— BEGIN Extracted entries —

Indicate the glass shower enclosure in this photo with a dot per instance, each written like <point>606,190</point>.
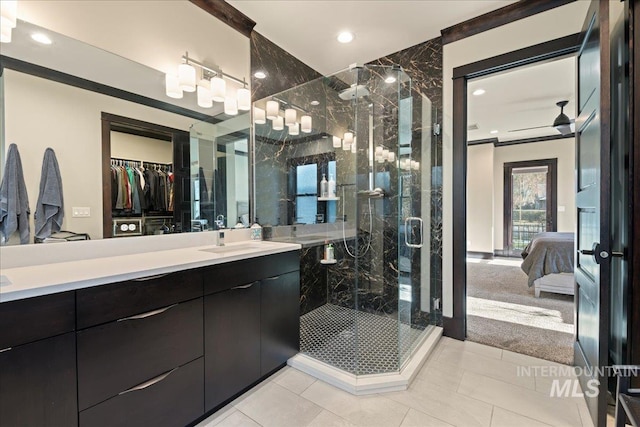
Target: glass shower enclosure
<point>341,164</point>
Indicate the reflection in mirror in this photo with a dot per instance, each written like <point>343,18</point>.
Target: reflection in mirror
<point>219,174</point>
<point>51,99</point>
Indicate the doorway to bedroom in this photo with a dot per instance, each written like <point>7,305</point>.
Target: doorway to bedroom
<point>520,199</point>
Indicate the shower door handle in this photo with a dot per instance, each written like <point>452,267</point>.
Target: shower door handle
<point>407,221</point>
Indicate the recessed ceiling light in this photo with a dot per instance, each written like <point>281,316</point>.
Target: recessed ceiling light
<point>346,37</point>
<point>41,38</point>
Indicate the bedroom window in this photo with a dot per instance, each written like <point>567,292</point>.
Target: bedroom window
<point>529,205</point>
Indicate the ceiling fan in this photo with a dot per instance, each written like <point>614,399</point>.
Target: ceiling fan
<point>562,123</point>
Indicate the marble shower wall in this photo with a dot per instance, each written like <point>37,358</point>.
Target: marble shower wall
<point>423,64</point>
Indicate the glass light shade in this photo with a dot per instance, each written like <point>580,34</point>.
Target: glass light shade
<point>259,116</point>
<point>204,94</point>
<point>187,77</point>
<point>231,106</point>
<point>289,116</point>
<point>244,99</point>
<point>305,124</point>
<point>172,86</point>
<point>278,123</point>
<point>9,14</point>
<point>5,32</point>
<point>348,138</point>
<point>218,89</point>
<point>273,108</point>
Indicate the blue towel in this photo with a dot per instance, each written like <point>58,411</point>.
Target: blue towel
<point>14,201</point>
<point>50,206</point>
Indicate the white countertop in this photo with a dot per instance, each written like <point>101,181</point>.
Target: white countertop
<point>36,280</point>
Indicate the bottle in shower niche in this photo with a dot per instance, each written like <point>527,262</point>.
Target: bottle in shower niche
<point>256,231</point>
<point>324,186</point>
<point>331,187</point>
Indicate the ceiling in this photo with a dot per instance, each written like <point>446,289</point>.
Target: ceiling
<point>521,98</point>
<point>307,29</point>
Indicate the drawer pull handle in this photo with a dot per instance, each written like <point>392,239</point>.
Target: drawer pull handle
<point>147,314</point>
<point>148,383</point>
<point>144,279</point>
<point>245,286</point>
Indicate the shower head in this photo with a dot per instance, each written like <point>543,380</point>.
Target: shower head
<point>353,92</point>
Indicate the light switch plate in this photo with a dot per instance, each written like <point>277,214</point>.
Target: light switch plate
<point>81,212</point>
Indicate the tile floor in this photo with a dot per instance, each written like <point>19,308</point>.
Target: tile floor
<point>461,384</point>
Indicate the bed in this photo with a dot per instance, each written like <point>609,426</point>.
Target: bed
<point>548,263</point>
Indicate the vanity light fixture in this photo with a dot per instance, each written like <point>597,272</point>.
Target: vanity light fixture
<point>259,116</point>
<point>8,19</point>
<point>305,124</point>
<point>211,87</point>
<point>290,116</point>
<point>346,37</point>
<point>41,38</point>
<point>278,123</point>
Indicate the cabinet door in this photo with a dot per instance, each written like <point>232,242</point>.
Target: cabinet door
<point>38,383</point>
<point>232,342</point>
<point>280,320</point>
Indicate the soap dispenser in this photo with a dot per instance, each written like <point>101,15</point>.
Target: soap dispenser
<point>256,231</point>
<point>324,187</point>
<point>332,187</point>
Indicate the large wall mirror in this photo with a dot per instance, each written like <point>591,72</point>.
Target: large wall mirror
<point>100,103</point>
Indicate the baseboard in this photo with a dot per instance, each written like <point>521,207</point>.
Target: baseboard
<point>479,255</point>
<point>454,327</point>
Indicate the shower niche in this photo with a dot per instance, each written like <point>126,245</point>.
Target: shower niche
<point>344,161</point>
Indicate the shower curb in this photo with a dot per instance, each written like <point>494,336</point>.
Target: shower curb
<point>369,384</point>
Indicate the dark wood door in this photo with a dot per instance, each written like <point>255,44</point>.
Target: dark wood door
<point>38,383</point>
<point>279,320</point>
<point>231,342</point>
<point>592,267</point>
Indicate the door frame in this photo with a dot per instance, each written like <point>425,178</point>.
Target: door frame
<point>552,196</point>
<point>456,326</point>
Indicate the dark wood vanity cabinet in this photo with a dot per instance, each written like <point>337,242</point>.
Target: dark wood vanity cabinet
<point>38,362</point>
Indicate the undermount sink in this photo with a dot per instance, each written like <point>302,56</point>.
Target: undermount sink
<point>231,249</point>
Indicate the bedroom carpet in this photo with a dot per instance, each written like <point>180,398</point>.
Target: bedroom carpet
<point>503,312</point>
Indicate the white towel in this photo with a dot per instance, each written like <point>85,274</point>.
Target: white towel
<point>14,201</point>
<point>50,206</point>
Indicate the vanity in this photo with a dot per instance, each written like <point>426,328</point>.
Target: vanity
<point>162,337</point>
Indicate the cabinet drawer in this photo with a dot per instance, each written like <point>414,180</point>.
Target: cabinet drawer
<point>32,319</point>
<point>118,355</point>
<point>114,301</point>
<point>174,398</point>
<point>226,276</point>
<point>38,383</point>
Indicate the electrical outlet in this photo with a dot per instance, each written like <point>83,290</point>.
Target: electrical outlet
<point>81,212</point>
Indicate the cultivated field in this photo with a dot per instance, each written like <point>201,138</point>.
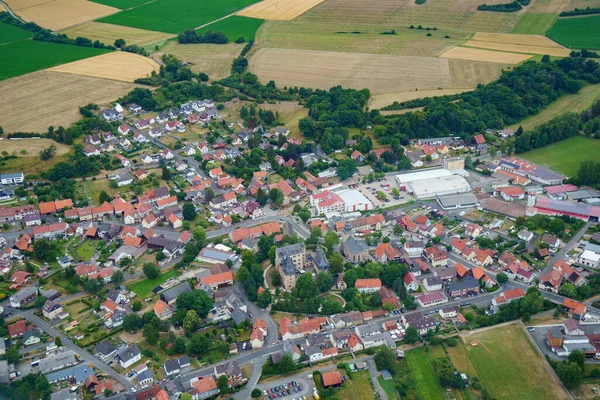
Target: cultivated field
<point>379,73</point>
<point>464,53</point>
<point>283,10</point>
<point>382,100</point>
<point>18,58</point>
<point>108,33</point>
<point>59,14</point>
<point>568,103</point>
<point>510,366</point>
<point>578,33</point>
<point>175,16</point>
<point>39,91</point>
<point>119,65</point>
<point>566,156</point>
<point>212,59</point>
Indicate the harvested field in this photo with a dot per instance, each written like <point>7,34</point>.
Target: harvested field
<point>283,10</point>
<point>40,90</point>
<point>108,33</point>
<point>60,14</point>
<point>212,59</point>
<point>119,65</point>
<point>378,73</point>
<point>463,53</point>
<point>382,100</point>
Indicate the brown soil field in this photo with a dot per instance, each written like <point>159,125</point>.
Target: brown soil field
<point>382,100</point>
<point>119,65</point>
<point>60,14</point>
<point>212,59</point>
<point>108,33</point>
<point>378,73</point>
<point>283,10</point>
<point>464,53</point>
<point>55,98</point>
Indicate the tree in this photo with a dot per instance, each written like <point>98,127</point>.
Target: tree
<point>324,281</point>
<point>189,211</point>
<point>502,278</point>
<point>411,335</point>
<point>151,271</point>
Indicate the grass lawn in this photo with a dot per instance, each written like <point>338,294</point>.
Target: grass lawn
<point>569,103</point>
<point>26,56</point>
<point>9,33</point>
<point>143,288</point>
<point>579,33</point>
<point>510,367</point>
<point>175,16</point>
<point>388,387</point>
<point>566,156</point>
<point>427,384</point>
<point>234,27</point>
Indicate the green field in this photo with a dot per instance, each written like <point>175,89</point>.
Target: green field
<point>175,16</point>
<point>578,33</point>
<point>9,33</point>
<point>422,371</point>
<point>566,156</point>
<point>121,4</point>
<point>143,288</point>
<point>234,27</point>
<point>27,56</point>
<point>510,366</point>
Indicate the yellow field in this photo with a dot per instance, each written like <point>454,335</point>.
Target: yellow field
<point>382,100</point>
<point>379,73</point>
<point>59,14</point>
<point>463,53</point>
<point>33,102</point>
<point>119,65</point>
<point>212,59</point>
<point>282,10</point>
<point>108,33</point>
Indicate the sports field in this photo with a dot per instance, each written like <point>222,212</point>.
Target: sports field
<point>566,156</point>
<point>510,366</point>
<point>40,90</point>
<point>175,16</point>
<point>18,58</point>
<point>235,27</point>
<point>118,65</point>
<point>9,33</point>
<point>578,33</point>
<point>108,33</point>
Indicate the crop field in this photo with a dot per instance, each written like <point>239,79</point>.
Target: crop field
<point>283,10</point>
<point>510,366</point>
<point>235,27</point>
<point>566,156</point>
<point>464,53</point>
<point>18,58</point>
<point>175,16</point>
<point>108,33</point>
<point>60,14</point>
<point>569,103</point>
<point>39,91</point>
<point>379,73</point>
<point>212,59</point>
<point>119,65</point>
<point>579,33</point>
<point>9,33</point>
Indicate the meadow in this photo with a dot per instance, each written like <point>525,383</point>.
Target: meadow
<point>26,56</point>
<point>235,27</point>
<point>566,156</point>
<point>510,366</point>
<point>578,33</point>
<point>175,16</point>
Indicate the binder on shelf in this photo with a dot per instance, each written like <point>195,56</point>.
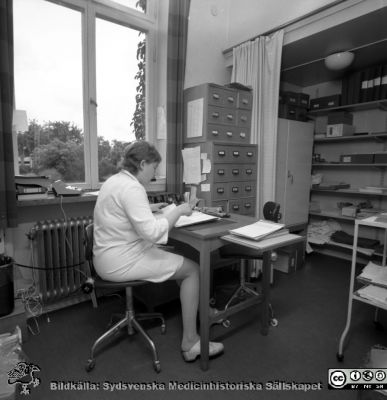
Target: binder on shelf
<point>383,83</point>
<point>377,82</point>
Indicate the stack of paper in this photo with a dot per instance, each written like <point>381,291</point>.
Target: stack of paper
<point>374,273</point>
<point>258,230</point>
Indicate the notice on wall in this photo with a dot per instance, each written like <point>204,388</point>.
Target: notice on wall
<point>191,164</point>
<point>195,118</point>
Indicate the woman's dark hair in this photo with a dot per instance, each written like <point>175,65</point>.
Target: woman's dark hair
<point>137,151</point>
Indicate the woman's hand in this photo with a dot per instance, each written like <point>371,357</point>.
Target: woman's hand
<point>157,206</point>
<point>185,209</point>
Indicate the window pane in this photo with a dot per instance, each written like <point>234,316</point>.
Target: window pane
<point>139,5</point>
<point>48,86</point>
<point>117,86</point>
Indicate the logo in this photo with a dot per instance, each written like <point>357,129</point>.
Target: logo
<point>337,378</point>
<point>24,374</point>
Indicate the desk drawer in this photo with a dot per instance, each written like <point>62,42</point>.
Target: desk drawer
<point>241,189</point>
<point>245,206</point>
<point>228,133</point>
<point>218,115</point>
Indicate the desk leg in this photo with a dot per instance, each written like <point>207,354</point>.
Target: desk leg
<point>266,271</point>
<point>204,293</point>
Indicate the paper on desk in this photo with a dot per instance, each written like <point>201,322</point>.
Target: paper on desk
<point>191,161</point>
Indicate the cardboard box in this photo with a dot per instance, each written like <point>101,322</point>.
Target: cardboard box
<point>357,158</point>
<point>325,102</point>
<point>337,130</point>
<point>340,117</point>
<point>380,158</point>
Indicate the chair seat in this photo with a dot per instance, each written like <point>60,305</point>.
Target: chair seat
<point>101,283</point>
<point>236,251</point>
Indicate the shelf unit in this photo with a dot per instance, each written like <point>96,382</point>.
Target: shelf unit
<point>373,223</point>
<point>357,175</point>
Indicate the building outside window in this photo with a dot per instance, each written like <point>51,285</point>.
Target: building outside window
<point>83,73</point>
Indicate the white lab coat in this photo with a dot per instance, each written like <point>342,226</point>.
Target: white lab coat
<point>126,231</point>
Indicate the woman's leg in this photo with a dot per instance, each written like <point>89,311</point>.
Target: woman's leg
<point>188,277</point>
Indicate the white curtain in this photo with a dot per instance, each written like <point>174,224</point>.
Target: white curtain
<point>257,64</point>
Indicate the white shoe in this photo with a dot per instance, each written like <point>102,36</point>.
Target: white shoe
<point>215,349</point>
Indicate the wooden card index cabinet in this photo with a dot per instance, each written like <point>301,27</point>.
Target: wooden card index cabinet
<point>218,119</point>
<point>214,112</point>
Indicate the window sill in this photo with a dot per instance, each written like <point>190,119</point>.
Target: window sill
<point>51,199</point>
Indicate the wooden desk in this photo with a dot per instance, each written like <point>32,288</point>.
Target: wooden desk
<point>207,237</point>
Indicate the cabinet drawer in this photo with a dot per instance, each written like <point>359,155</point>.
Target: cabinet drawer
<point>218,115</point>
<point>228,133</point>
<point>220,191</point>
<point>241,189</point>
<point>243,118</point>
<point>245,100</point>
<point>221,96</point>
<point>245,206</point>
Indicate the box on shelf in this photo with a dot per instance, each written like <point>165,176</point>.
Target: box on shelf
<point>337,130</point>
<point>357,158</point>
<point>349,211</point>
<point>325,102</point>
<point>340,117</point>
<point>380,157</point>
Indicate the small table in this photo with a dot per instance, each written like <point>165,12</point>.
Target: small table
<point>206,238</point>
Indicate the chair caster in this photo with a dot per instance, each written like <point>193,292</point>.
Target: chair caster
<point>226,323</point>
<point>157,366</point>
<point>90,365</point>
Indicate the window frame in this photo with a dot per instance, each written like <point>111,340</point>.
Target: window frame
<point>146,22</point>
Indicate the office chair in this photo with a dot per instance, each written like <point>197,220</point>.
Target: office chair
<point>130,319</point>
<point>271,212</point>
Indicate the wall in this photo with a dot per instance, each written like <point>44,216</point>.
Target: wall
<point>215,25</point>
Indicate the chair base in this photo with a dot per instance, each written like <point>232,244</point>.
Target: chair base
<point>131,322</point>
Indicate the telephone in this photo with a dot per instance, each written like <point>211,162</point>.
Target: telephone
<point>63,189</point>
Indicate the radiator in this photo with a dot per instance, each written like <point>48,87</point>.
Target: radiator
<point>59,244</point>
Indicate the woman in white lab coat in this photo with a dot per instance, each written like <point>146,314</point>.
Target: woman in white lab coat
<point>126,232</point>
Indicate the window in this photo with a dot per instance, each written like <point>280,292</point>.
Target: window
<point>77,75</point>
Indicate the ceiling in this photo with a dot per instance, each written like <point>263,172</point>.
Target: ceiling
<point>366,36</point>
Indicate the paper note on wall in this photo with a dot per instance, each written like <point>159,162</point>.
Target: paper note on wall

— END Extracted entries —

Please rewrite the records from the start through the line holding "<point>36,280</point>", inclusive, replacing "dot" with "marker" and changing nothing else. Leave the pictures out of your answer.

Indicate the glass shower enclosure in this photo with a marker per instance, each written like <point>606,190</point>.
Target: glass shower enclosure
<point>341,164</point>
Indicate the reflection in mirror in this photo with a marker per instance, each written like <point>343,18</point>.
Target: reflection in mirror
<point>219,174</point>
<point>51,99</point>
Indicate the doorway to bedroom in this photo with a marker per instance, each written like <point>7,305</point>.
Target: doorway to bedroom
<point>520,199</point>
Indicate the shower door handle in this photo with a marker per instance, each written like <point>452,267</point>.
Target: shower door handle
<point>407,221</point>
Indicate the recessed ceiling light in this photo with a marker per instance, each written like <point>281,316</point>.
Target: recessed ceiling light
<point>346,37</point>
<point>41,38</point>
Indicate the bedroom window in this photo with a marker per instance, each written like <point>567,292</point>.
Target: bedroom window
<point>529,205</point>
Indicate the ceiling fan in this photo with a marker per instance, each written like <point>614,399</point>.
Target: ceiling fan
<point>562,123</point>
Indicate the marble shower wall in this photo with a marker per instance, each written like <point>37,358</point>.
Target: marble shower wall
<point>423,64</point>
Indicate the glass light shade in this photo with a marker per instance, each written like <point>580,34</point>.
Target: glass light shade
<point>259,116</point>
<point>204,94</point>
<point>187,77</point>
<point>231,106</point>
<point>289,116</point>
<point>244,99</point>
<point>305,124</point>
<point>172,86</point>
<point>278,123</point>
<point>9,14</point>
<point>5,32</point>
<point>348,138</point>
<point>218,89</point>
<point>273,108</point>
Indicate the blue towel in this photo with a marker per instance, each written like <point>58,411</point>.
Target: blue towel
<point>14,201</point>
<point>50,206</point>
Indicate the white countertop in this photo with a marker per instance, each written like <point>101,181</point>.
Target: white countertop
<point>36,280</point>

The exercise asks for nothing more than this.